- What needs to be done
Copy each record exactly, word for word.

- Data listing
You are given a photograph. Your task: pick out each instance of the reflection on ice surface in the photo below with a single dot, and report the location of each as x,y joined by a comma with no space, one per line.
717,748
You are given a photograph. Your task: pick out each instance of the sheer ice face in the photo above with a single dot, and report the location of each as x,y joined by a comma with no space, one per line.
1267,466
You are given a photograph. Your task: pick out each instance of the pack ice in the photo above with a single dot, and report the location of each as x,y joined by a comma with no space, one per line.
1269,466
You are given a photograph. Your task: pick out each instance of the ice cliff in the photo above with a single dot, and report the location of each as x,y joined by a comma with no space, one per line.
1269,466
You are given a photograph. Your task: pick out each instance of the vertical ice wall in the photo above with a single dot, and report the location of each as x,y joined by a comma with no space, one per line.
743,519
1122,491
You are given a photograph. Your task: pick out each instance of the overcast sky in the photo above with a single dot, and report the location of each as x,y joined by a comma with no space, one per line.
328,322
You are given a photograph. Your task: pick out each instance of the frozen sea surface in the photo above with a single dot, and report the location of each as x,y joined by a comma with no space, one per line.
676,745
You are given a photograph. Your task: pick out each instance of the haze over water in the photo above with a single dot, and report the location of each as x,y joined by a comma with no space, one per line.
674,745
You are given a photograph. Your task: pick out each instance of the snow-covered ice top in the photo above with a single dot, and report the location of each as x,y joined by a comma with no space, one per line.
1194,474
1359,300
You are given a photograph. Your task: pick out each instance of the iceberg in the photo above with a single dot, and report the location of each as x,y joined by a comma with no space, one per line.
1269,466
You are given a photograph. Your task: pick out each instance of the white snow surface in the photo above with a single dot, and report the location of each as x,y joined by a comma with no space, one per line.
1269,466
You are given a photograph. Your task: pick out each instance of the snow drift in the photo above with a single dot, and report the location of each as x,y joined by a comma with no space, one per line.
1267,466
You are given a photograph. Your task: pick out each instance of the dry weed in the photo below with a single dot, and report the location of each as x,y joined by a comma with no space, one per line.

- Task response
You are given a photograph. Your task: pick out each instance of the reflection on ice surface in the photo below with a single dot, and report the location of each as x,y joined by a comma with no space, one per line.
717,748
You are given a photograph. Your task: pick out each instance of the sheer ice face in the photo above with a single dot, and report the location of each as x,y joined by a comma with no space, one per line.
1267,466
You are given a photograph. Your task: pick out each instance of the pack ice in the photo above with a single dot, and report the location of each as x,y joined by a comma with no space, one per line.
1269,466
You are given a photograph. Your task: pick out each instance of the ice cliff in the photo above with a single dot, and report the location of each as x,y joined by a comma with no space, one per line.
1269,466
You are given a photograph. Your task: pick out each instance of the vertical ice wall in the photo above with a single dot, and report the location of each as x,y joined by a comma with no space, one per line.
743,519
1122,491
You are given a photograph. Your task: pick out each instance of the overcast sky in the photo above with a single dot, and report the location of each as x,y joined by a comma with no space, one per line.
328,322
You are given a photograph. Your task: pick out each instance of the frozen sea surface in the photo above with a single dot, and report the location of each as x,y joined by a comma with no space, one per line.
676,745
You are given a photograph. Your task: pick out each instance of the haze over water in the photo above with a single dot, and report the location of each as x,y joined by a comma with no space, one per line.
674,745
You are given a photograph. Your task: pick out each instance of the snow-covered ice top in the photo above with a single dot, and report the location of each as x,y joined by a comma with no space, one per line.
1194,474
1359,300
You are given a photograph. Your task: pick out each instance of the iceberg in the photo above with a single dot, and report the location of each as x,y joined by a comma with no space, one per line.
1269,466
You are given a photograph. Your task: pick out each instance of the white snow surface in the photo above with a single dot, and report the location of each as x,y joined by a comma with no space, one per line.
1269,466
You are given a photograph. Your task: pick out each instance of the snow drift in the photo above with a single dot, and report the location of each as x,y joined by a comma with no space, one per line.
1267,466
You are given a photograph. Your task: pick out each instance of the dry weed in the photo below with a single dot, and report the location of each as x,y joined by a comma with no space, one per line.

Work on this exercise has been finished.